EXERCISE: The reply to the records below should contain exactly the lines from the line with "Target: wristwatch" through the line with "Target: blonde hair", and nothing besides.

GIVEN ENTRIES:
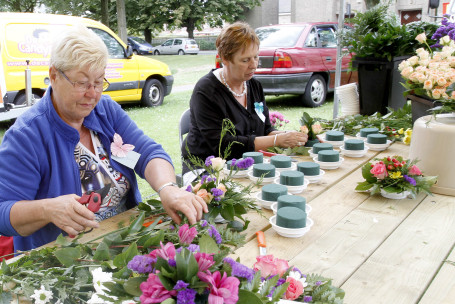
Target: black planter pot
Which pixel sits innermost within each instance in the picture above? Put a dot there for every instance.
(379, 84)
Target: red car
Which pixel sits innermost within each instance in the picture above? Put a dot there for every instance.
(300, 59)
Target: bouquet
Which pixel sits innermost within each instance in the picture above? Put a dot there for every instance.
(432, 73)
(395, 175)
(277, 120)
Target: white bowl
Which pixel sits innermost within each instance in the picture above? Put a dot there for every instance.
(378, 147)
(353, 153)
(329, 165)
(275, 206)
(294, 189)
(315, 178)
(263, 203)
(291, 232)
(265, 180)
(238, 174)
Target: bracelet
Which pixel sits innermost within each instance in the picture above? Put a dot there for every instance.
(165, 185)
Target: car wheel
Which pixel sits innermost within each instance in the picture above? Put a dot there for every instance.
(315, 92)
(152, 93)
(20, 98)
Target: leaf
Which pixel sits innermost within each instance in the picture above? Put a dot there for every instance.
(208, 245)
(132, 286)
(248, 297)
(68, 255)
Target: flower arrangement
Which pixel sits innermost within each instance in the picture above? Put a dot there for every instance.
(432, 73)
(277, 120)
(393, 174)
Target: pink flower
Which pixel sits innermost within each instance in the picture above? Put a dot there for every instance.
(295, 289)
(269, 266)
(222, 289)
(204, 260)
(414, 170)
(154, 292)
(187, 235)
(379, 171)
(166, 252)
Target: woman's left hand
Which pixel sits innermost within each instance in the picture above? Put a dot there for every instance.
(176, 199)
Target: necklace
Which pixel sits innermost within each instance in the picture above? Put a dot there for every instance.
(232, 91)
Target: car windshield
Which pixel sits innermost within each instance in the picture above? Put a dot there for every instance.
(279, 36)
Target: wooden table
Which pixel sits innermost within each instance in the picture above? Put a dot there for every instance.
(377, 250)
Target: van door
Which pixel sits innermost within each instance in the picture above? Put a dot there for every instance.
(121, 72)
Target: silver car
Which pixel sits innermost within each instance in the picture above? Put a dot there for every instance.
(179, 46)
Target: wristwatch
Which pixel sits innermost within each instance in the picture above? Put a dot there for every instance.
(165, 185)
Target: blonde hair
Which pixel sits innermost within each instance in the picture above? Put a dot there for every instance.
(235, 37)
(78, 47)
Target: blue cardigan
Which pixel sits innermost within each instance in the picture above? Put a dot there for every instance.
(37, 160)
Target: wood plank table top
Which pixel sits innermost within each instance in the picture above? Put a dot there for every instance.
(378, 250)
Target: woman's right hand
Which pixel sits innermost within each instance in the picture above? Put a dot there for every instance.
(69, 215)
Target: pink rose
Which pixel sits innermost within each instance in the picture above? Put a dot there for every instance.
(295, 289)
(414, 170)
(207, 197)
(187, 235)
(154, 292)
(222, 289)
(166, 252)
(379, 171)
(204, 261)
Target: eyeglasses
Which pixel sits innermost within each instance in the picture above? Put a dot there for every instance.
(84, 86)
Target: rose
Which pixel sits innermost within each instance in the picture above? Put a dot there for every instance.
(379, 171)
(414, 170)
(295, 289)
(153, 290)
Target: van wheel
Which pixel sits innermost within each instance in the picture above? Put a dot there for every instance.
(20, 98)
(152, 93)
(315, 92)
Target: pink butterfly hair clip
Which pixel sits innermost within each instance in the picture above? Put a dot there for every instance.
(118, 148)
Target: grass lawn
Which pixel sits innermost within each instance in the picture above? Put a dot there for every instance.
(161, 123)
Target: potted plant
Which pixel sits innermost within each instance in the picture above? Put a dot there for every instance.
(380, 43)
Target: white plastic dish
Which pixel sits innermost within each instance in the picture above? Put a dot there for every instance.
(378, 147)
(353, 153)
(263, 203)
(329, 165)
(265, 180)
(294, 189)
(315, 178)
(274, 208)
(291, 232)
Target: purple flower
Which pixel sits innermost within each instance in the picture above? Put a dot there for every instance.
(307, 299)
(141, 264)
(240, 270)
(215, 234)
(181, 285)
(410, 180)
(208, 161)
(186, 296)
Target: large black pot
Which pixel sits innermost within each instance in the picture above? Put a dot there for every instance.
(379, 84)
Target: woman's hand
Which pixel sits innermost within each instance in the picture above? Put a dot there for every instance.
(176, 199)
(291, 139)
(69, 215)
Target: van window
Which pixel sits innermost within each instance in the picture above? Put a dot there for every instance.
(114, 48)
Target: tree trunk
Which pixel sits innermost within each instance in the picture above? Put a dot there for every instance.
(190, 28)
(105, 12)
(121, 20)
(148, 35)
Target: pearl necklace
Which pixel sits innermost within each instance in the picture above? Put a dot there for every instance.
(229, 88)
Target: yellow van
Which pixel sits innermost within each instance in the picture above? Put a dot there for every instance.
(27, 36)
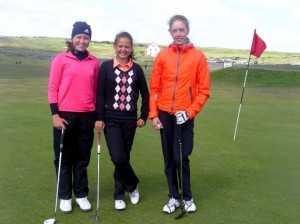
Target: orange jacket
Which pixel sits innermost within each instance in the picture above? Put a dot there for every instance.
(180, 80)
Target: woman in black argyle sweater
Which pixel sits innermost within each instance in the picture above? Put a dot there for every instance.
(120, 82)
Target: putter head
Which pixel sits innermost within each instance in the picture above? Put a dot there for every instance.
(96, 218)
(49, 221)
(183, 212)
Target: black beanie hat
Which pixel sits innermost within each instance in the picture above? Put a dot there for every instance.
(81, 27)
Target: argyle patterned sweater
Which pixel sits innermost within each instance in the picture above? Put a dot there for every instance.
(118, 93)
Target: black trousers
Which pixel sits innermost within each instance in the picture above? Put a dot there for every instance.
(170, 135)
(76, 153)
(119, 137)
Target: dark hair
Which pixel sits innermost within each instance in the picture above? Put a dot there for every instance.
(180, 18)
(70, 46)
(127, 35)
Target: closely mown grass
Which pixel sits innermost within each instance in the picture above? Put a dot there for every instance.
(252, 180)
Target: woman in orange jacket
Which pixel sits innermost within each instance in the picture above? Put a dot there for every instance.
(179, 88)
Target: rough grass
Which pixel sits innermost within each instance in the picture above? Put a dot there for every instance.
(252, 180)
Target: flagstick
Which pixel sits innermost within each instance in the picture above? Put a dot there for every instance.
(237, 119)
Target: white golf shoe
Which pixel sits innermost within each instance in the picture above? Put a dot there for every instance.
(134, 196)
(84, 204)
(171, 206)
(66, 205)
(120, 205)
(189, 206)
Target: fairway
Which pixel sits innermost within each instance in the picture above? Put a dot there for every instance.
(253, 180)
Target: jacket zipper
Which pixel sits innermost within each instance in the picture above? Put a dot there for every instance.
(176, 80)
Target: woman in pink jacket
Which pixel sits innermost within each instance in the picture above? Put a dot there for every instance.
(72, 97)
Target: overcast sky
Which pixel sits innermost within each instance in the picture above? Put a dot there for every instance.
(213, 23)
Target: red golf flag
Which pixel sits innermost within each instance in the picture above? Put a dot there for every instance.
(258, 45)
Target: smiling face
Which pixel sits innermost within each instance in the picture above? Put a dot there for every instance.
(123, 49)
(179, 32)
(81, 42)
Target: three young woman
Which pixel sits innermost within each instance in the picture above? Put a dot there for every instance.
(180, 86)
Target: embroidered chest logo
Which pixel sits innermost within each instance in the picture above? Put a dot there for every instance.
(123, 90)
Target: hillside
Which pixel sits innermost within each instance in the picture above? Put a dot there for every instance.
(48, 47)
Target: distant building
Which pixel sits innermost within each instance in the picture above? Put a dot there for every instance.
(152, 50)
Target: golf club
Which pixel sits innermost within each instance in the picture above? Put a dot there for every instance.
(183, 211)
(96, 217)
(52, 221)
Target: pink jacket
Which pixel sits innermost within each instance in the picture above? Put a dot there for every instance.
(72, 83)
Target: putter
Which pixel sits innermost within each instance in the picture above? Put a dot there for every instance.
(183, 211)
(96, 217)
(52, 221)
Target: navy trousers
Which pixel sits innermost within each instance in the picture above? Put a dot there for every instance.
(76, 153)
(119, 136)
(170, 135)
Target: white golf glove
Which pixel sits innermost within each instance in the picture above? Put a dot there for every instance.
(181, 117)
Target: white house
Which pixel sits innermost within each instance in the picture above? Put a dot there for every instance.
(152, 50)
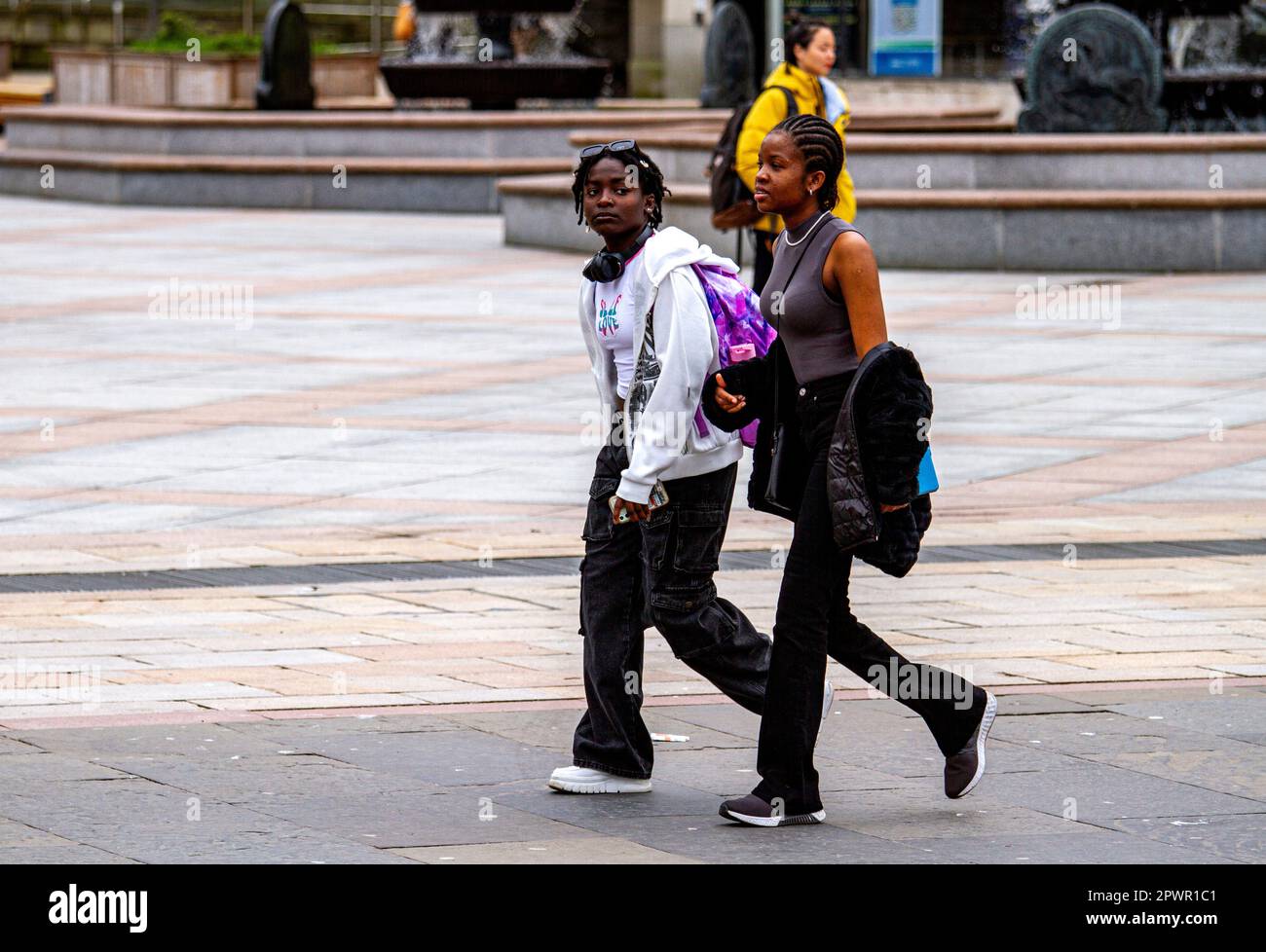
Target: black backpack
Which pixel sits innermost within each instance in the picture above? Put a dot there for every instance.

WRITTEN SOLUTION:
Target: wristwatch
Which pixel sits innermost within each instance in the picture above? Put a dot there for every instance.
(165, 185)
Target: blonde hair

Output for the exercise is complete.